___ Texto para leer
EL DEBER DEL PREDICADOR
Publicamos este artículo que nos
enviara el Dr. Montejano por medio de un mail el 14 de Octubre, destinado a un medio
español especialmente, pero entendemos que no podemos dejar de publicarlo en
nuestro blog, que se honra en hacerlo.
En la segunda lectura de la Liturgia de las
horas de hoy, encuentro un texto de san Gregorio Magno papa, que tiene
destinatarios manifiestos: Francisco papa y sus cortesanos que invaden o han
invadido los palacios vaticanos: Trucho Fernández, Sánchez Sorondo, Zancheta
(hoy preso en la Argentina condenado civilmente por delitos sexuales) y varios
más.
En nuestros
días el Sumo Pontífice predica acerca de la ecología, el cambio climático, como
en tiempos de la plandemia calificaba el vacunarse como “acto de caridad”, en
tanto Sánchez Sorondo predicaba con los hechos al distribuir la comunión a
pecadores públicos como nuestro presidente turista Alberto Fernández y su
actual pareja, mostrando su total falta de respeto al cuerpo y a la sangre del
Señor.
Todo esto no
es bueno y como ya sucedían cosas parecidas en tiempos de san Gregorio, el
antecesor de Francisco, sentía “una gran tristeza” al reconocer que si bien
“hay personas que desean escuchar cosas buenas, faltan, en cambio, quienes se
dediquen a anunciarlas”.
______
___ Datos extraídos
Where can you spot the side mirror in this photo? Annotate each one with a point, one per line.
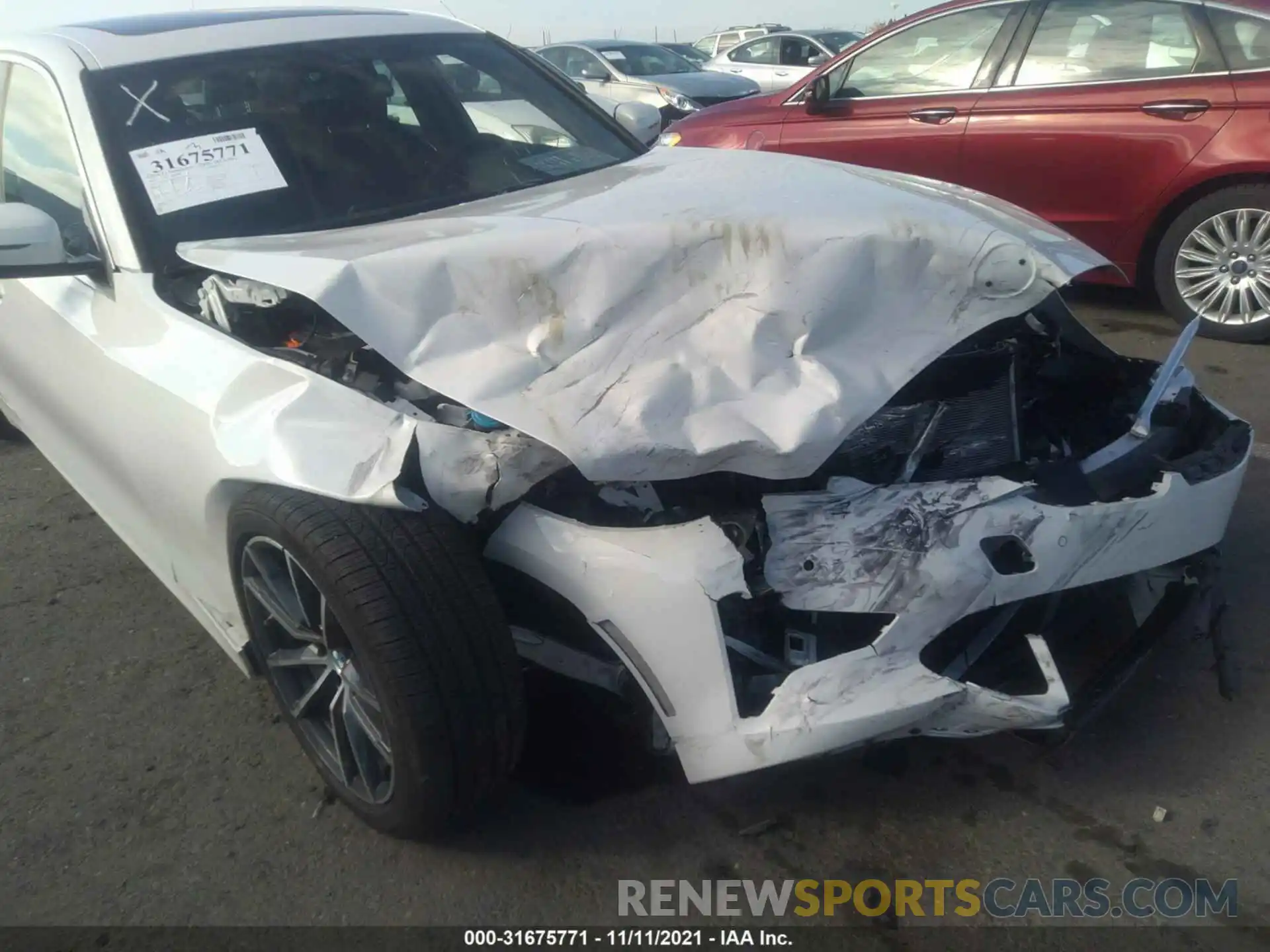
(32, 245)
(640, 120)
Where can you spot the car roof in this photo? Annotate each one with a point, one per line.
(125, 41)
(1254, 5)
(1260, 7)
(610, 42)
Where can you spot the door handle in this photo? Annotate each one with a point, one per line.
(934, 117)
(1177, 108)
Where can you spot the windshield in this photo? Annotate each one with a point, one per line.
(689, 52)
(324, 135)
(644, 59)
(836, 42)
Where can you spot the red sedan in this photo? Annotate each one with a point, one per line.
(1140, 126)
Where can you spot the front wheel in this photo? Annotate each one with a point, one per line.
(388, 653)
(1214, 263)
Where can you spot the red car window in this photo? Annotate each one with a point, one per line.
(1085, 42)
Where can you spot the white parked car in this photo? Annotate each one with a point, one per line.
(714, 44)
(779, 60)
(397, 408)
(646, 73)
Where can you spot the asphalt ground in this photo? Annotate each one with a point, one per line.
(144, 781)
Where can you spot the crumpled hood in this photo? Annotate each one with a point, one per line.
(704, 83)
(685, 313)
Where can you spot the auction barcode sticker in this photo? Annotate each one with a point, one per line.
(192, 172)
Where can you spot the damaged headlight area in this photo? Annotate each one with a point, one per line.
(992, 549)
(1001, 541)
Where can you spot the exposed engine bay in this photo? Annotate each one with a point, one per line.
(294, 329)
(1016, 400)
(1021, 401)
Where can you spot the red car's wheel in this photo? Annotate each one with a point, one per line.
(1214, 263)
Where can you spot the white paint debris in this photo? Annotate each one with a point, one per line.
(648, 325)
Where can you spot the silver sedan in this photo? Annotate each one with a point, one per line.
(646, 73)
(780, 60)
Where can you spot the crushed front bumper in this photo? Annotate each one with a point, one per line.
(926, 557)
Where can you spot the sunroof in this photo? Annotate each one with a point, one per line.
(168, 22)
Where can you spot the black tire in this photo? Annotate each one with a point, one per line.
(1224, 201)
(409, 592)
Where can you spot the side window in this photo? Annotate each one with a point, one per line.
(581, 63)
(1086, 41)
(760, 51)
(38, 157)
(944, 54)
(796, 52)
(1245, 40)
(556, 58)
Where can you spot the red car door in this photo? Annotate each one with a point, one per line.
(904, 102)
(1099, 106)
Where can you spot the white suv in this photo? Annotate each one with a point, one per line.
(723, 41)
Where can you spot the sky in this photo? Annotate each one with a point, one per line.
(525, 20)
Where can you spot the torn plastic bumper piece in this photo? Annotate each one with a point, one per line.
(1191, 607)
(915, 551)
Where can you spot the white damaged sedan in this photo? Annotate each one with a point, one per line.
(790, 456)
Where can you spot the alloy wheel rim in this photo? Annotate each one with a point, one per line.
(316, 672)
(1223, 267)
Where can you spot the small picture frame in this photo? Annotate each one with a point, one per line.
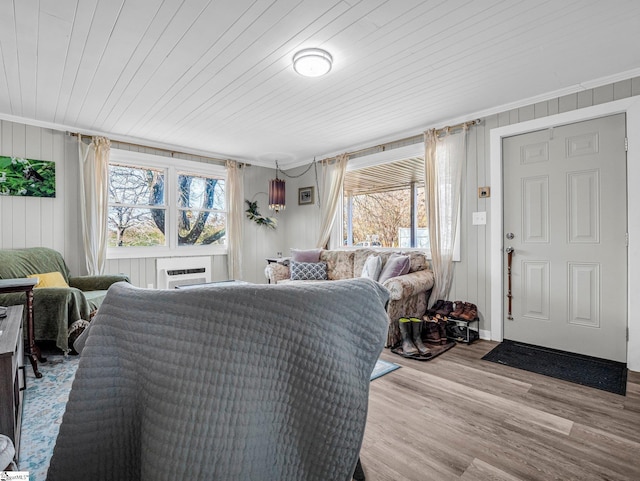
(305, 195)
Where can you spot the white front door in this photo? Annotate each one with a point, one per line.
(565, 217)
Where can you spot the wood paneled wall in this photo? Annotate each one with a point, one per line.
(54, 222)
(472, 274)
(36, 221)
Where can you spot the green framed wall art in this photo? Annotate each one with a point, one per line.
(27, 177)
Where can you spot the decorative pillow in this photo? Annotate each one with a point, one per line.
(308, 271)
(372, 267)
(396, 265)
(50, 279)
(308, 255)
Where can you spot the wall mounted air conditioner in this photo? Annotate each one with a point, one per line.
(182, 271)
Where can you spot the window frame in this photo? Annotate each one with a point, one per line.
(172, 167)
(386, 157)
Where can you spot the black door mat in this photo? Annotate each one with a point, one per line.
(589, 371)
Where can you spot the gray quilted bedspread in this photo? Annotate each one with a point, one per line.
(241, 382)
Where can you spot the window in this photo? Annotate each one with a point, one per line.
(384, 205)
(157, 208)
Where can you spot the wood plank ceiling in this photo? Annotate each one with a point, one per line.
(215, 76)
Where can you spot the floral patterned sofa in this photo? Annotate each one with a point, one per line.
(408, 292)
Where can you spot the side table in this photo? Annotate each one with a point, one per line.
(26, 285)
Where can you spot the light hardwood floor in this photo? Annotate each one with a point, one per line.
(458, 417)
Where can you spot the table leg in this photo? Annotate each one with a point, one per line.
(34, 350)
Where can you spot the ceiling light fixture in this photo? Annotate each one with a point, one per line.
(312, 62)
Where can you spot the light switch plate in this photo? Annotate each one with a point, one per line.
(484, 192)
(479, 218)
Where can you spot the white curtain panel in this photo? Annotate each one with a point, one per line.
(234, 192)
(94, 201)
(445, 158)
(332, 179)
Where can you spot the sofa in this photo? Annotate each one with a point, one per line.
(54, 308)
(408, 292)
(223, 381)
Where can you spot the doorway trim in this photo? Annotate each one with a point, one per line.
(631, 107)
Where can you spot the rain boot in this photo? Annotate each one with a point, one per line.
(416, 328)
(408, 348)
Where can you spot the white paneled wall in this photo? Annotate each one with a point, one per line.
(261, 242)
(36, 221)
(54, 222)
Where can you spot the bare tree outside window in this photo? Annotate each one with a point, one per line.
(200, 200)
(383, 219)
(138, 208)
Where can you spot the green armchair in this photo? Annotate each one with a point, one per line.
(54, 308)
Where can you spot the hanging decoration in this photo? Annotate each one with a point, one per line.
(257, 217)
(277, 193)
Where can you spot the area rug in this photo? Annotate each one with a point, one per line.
______
→ **Qué hacer**:
a – Enumera todas las personas que aparecen mencionadas por su nombre en el texto.
b – Resume en una sola oración el párrafo del texto que empieza con "En nuestros días el Sumo Pontífice", conservando sus datos principales.

→ **Respuestas por tarea**:
a –
- Dr. Montejano
- San Gregorio Magno
- Francisco
- Trucho Fernández
- Sánchez Sorondo
- Zancheta
- Alberto Fernández

b – Según el texto, el papa predica hoy sobre ecología y cambio climático y en tiempos de la "plandemia" calificó la vacunación como "acto de caridad", mientras que Sánchez Sorondo dio la comunión a Alberto Fernández y su pareja, a quienes el texto considera pecadores públicos, lo que el texto presenta como una falta de respeto al cuerpo y la sangre del Señor.